**PROBLEM REQUIREMENTS**
Could you continue the forum argument over what counts as console power, picking up after its last sentence?

**SELECTED TEXT**

━━━━━━━━

You're mixing up the words power, capacity and capability, although related they're not the same. Again, like the word generation, you don't get to choose what the words actually mean. The ability to read CDs is a capability or feature that is largely independent of system power. CDs have storage capacity, not storage power. A PC without a DVD drive, isn't less powerful than one with, it's missing a feature. You have made up your own definition of power and said that anyone who disagrees with you is unreasonable, that's not a tenable argument.

As for whether a Megadrive game could look like a PS4, hyperbole that does a disservice to any point you might have actually had.

Continue defining words as you see fit and setting arbitrary conditions to support a position you've already decided upon. Keep doing that and you'll always be right.

You're just using semantics to prove a false point. Power is power. Nobody said it's just about the power to process.

A PC can work without a DVD drive but it can't work without HDD, can it? Or will a PC without any media drive and only 50MB of HDD be able to run 8th gen games (even if it has the best CPU and GPU on the market)? I'm indifferent in regards to the technology used to store data. 5th gen consoles didn't have HDD. Their storage capacity was solely based on media format. That's why N64 texture detail couldn't be as good. And you tell me this has nothing to do with power? It seems that I'm not the one with a strange definition of power.

As for the Mega Drive game, extreme cases reveal a logic's fragilities. Something that you claimed it was about talent (as if it was just about talent) is not. And you conviniently ignored the main point as well as my questions:

"The difference between WiiU and PS4 is the difference of an entire generation. The difference between PS1 and N64 isn't. WiiU's graphics are much more similar to PS3 and X360 than to PS4 and XOne (they even share some of the games). Would you say the same thing about PS1 and SNES / Mega Drive? Or do they share the same games?"

Although I challenge some definitions (which seems to be a sin, since the world is so perfect and the evolution is over) I'm not necessarily right all the time. But if my main points are not challenged and my questions get unanswered, maybe I'm not that wrong...

━━━━━━━━

**GIVEN INFORMATION**
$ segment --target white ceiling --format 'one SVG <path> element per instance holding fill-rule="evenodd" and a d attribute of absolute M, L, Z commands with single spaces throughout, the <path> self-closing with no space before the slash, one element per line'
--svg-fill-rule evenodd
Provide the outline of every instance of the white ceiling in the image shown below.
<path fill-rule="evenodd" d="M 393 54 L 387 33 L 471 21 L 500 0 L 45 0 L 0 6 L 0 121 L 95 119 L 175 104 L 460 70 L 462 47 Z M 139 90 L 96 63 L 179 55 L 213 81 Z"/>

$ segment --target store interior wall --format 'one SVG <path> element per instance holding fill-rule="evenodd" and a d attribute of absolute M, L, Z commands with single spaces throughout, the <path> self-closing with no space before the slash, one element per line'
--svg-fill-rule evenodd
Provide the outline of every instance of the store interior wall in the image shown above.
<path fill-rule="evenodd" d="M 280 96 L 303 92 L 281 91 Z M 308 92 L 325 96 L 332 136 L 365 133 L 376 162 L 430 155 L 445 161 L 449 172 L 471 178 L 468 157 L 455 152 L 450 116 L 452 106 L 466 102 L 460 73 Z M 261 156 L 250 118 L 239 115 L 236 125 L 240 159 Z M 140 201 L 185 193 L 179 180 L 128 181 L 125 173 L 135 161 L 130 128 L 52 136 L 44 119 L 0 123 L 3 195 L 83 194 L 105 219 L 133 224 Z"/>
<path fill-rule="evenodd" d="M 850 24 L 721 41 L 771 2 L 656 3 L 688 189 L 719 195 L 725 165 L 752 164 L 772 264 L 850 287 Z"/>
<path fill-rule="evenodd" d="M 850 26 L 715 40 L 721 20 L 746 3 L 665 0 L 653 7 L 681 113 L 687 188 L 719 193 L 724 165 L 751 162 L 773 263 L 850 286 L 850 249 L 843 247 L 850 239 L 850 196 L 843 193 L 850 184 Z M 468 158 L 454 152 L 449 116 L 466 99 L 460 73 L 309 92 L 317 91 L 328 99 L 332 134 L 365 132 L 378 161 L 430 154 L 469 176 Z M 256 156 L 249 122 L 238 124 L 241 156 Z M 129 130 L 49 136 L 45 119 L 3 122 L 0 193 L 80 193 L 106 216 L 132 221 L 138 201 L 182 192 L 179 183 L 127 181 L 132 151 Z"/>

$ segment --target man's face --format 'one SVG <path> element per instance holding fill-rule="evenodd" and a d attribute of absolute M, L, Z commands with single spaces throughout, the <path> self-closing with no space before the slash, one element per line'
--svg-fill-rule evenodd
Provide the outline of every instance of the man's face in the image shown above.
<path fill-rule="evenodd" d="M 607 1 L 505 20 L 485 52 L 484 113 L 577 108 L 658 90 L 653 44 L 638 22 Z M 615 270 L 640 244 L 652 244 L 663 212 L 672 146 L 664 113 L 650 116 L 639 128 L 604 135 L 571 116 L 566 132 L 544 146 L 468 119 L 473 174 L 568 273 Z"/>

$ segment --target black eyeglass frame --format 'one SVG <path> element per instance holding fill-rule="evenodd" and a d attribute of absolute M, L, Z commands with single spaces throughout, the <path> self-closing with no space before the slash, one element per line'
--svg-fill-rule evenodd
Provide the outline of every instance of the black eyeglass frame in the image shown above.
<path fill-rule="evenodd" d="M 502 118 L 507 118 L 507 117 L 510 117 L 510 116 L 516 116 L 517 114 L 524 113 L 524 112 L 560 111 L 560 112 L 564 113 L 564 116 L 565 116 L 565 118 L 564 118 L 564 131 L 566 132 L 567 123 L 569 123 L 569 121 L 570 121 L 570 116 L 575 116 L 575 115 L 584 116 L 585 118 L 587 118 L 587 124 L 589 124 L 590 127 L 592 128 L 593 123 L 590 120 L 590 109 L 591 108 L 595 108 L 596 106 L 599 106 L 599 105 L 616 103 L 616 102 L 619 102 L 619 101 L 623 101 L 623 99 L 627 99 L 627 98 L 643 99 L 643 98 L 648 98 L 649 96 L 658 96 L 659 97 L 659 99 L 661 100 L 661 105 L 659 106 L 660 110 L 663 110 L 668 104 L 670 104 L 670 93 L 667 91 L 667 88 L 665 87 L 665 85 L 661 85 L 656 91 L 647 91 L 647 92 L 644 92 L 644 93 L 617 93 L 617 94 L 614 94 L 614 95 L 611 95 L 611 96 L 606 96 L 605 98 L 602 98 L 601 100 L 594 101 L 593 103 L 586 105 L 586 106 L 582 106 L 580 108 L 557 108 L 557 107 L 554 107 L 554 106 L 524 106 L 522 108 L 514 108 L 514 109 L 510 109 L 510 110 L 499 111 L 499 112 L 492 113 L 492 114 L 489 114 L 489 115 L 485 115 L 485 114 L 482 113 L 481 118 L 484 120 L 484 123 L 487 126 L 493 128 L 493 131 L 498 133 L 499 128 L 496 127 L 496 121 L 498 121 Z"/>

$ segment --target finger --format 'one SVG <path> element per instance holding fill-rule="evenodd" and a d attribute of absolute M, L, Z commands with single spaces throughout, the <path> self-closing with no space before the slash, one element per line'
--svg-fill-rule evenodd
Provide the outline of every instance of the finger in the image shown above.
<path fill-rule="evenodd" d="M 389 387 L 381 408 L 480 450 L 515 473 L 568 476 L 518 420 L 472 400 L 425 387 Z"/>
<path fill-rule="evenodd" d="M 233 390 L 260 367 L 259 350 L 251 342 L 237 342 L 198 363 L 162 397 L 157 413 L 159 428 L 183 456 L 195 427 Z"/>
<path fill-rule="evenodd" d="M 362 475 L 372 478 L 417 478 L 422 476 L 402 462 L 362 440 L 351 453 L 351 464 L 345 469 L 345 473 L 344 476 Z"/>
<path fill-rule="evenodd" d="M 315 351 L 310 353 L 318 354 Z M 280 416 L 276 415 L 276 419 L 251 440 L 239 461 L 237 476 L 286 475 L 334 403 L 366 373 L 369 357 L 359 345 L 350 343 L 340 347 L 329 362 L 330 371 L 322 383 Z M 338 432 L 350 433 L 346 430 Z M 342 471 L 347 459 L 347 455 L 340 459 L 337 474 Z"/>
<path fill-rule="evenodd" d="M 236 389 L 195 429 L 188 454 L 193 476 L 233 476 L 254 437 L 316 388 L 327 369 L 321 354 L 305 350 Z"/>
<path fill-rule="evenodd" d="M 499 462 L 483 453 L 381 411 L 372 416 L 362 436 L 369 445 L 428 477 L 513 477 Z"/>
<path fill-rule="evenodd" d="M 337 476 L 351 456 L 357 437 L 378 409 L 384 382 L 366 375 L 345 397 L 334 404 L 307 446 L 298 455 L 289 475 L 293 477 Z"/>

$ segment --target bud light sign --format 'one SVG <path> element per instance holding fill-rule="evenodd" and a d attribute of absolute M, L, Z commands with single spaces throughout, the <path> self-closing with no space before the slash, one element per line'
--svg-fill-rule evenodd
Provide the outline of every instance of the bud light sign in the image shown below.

━━━━━━━━

**EXERCISE ANSWER**
What false point? That power doesn't mean storage capacity like you seem to want it to mean.

Challenging meanings is one thing but when your main point is based on an incorrect meaning then you've built a house of cards.  Why would I argue the point, when the entire premise is flawed? No matter how you state it, having a CD drive does not mean the system has more power. I don't have a strange definition of power that's just what it means in English in the context of hardware. I might as well argue that the WiiU is more powerful than the PS4 because it has a second screen and the PS4 doesn't and can therefore do things the PS4 can't.

You stated that GT2 was evidence that the PS1 was more powerful, I countered with the fact that the exception doesn't make the rule and that a talented developer does not prove the hardware more powerful. I absolutely never said it was just about talent, those are your words, not mine. You then retorted that no developer could make a Genesis game look better than a PS4 game.  Of course, we are talking about 2 systems (of somewhat different power in the same gen), not two different systems 4 gens apart. That in no way disproves my initial point i.e. within a generation a talented developer can overcome superior hardware.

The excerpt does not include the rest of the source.